Start of Block
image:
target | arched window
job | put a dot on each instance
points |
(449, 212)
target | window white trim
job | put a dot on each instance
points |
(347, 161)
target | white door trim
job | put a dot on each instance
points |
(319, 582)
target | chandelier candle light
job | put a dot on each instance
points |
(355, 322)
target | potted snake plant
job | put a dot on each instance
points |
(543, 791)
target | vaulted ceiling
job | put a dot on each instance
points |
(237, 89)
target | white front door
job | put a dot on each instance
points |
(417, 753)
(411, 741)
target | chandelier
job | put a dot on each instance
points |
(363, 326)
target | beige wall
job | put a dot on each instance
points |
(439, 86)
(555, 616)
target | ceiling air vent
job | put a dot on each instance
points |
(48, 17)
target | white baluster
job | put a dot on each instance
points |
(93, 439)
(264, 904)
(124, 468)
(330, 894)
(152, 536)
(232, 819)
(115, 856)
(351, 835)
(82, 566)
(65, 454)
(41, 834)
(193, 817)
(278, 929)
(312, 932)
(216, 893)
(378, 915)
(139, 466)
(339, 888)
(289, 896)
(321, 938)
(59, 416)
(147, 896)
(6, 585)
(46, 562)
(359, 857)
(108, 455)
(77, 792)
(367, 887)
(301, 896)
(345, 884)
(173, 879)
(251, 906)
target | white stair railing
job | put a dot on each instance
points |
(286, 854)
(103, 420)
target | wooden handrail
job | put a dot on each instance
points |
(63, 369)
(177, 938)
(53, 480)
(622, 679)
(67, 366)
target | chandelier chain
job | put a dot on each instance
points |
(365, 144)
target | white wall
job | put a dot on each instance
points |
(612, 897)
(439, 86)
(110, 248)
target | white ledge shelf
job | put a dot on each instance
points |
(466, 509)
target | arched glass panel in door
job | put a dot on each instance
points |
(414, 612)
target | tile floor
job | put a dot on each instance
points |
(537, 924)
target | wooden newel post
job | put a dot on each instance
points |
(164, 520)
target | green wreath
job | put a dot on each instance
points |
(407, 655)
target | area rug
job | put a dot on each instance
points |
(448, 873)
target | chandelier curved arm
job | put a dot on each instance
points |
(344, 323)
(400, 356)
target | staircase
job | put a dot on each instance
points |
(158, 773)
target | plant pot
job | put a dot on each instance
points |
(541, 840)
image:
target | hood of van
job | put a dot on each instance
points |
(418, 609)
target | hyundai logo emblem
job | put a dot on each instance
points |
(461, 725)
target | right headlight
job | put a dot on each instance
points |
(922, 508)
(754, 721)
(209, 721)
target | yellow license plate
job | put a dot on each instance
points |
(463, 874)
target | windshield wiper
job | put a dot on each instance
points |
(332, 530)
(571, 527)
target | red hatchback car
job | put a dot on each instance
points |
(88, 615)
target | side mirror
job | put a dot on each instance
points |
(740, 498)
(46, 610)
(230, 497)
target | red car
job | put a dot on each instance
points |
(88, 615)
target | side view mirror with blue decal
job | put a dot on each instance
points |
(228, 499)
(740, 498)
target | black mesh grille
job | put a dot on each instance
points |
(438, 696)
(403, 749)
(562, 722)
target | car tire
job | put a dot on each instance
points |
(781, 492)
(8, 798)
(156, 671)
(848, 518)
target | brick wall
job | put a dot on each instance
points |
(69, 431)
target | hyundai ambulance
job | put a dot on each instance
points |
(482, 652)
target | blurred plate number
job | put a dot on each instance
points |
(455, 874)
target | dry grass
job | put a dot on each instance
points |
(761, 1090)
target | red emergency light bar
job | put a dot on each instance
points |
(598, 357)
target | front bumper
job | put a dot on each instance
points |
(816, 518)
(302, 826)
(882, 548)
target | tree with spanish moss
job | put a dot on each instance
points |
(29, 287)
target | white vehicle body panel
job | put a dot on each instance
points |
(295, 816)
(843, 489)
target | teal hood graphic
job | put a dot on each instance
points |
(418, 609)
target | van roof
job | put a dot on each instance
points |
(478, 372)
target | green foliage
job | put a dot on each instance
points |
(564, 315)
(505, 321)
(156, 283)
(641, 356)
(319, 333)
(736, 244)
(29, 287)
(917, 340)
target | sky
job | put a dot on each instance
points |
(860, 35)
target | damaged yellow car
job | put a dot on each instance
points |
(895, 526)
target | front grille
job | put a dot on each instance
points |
End of Block
**PROBLEM TO WORK ON**: Print every line of the listing shown above, exactly.

**RESPONSE BOX**:
image:
target | arched window
job | put a dot on each instance
points |
(449, 212)
target | window white trim
job | put a dot on each instance
points |
(347, 161)
target | white door trim
job | put a dot on each instance
points |
(319, 582)
target | chandelier candle light
job | put a dot on each instance
points |
(355, 322)
target | potted snake plant
job | put a dot on each instance
points |
(543, 791)
target | vaulted ceiling
job | put a dot on each instance
points |
(237, 89)
target | white front door
job | put a dot on each instance
points |
(417, 753)
(411, 741)
target | chandelier
job | put a dot on each instance
points |
(363, 326)
target | beige wall
job | put a dot on each instance
points |
(439, 86)
(555, 616)
target | ceiling air vent
job | put a dot on each instance
points |
(48, 17)
target | white baluster
job | put a dot on each instance
points |
(93, 439)
(264, 904)
(124, 468)
(330, 894)
(152, 536)
(232, 819)
(115, 856)
(351, 835)
(82, 566)
(65, 454)
(41, 834)
(193, 817)
(278, 929)
(312, 932)
(216, 893)
(378, 915)
(139, 466)
(339, 888)
(289, 896)
(321, 938)
(59, 416)
(147, 896)
(6, 585)
(46, 562)
(359, 857)
(108, 455)
(77, 792)
(367, 887)
(301, 896)
(345, 884)
(173, 879)
(251, 906)
target | white stair railing
job | put a dot on each instance
points |
(286, 854)
(103, 420)
target | wooden handrail
job | put a dot on each instance
points |
(63, 369)
(177, 938)
(53, 480)
(622, 679)
(67, 366)
target | chandelier chain
job | put a dot on each instance
points |
(365, 144)
target | white wall
job | put a dot on each instance
points |
(612, 897)
(439, 86)
(110, 248)
target | white ledge shelf
job | put a dot on each instance
points |
(466, 509)
target | arched glass panel in door
job | put a dot on each instance
points |
(414, 612)
target | tile floor
job | put a dot on each instance
points |
(537, 924)
target | wooden newel post
job | put a dot on each instance
points |
(164, 520)
target | green wreath
job | put a dot on each instance
points |
(407, 655)
target | area rug
job | put a dot on each instance
points |
(448, 873)
target | chandelier curved arm
job | put a dot on each instance
points |
(344, 323)
(400, 356)
target | staircase
job | put a dot on each instance
points |
(158, 773)
target | plant pot
job | put a dot on each instance
points |
(541, 840)
image:
target | hood of van
job | put a dot on each instance
points |
(418, 609)
target | hyundai logo emblem
job | put a dot on each instance
points |
(461, 725)
target | right headlight
job | put a dot on each instance
points |
(922, 508)
(754, 721)
(209, 721)
target | yellow license plate
job | put a dot on each instance
points |
(463, 874)
target | windshield wiper
job | put a dot on each instance
points |
(332, 530)
(571, 527)
target | red hatchback car
job | put a dot on each instance
points |
(88, 615)
target | side mirror
job | put a dot on each instance
points |
(740, 498)
(46, 610)
(230, 497)
target | red car
job | put a dot on each instance
points |
(88, 615)
target | side view mirror with blue decal
job | put a dot on each instance
points |
(228, 499)
(740, 498)
target | black mesh grille
job | put a dot on each instance
points |
(438, 696)
(403, 749)
(562, 722)
target | car tire
job | put a dot on each instance
points |
(781, 492)
(8, 798)
(156, 671)
(848, 518)
target | brick wall
job | put a dot on each instance
points |
(69, 431)
target | hyundai ambulance
job | put a dot on each instance
points |
(482, 652)
target | blurred plate number
job | put a dot on each instance
points |
(455, 874)
target | dry grass
job | put a dot on each instance
points |
(761, 1090)
target | red emergency light bar
job | put a dot on each instance
points |
(598, 357)
target | front bumper
job | put a dot on each instance
points |
(816, 518)
(302, 826)
(882, 548)
target | tree with spanish moss
job | put a dot on each instance
points |
(29, 287)
target | white vehicle body panel
job | put a dot on each instance
points |
(295, 816)
(843, 489)
target | teal hood graphic
job | put a dot on each instance
points |
(418, 609)
target | van roof
job | put a dot on each instance
points |
(478, 372)
target | green foliage
job | put a dot on each instance
points |
(564, 315)
(505, 321)
(156, 283)
(641, 356)
(319, 333)
(736, 244)
(29, 287)
(917, 340)
target | sky
job | put a dot on each instance
points |
(860, 35)
target | damaged yellow car
job | put a dot on each instance
points |
(895, 526)
target | front grille
job | put a dot on each instance
points |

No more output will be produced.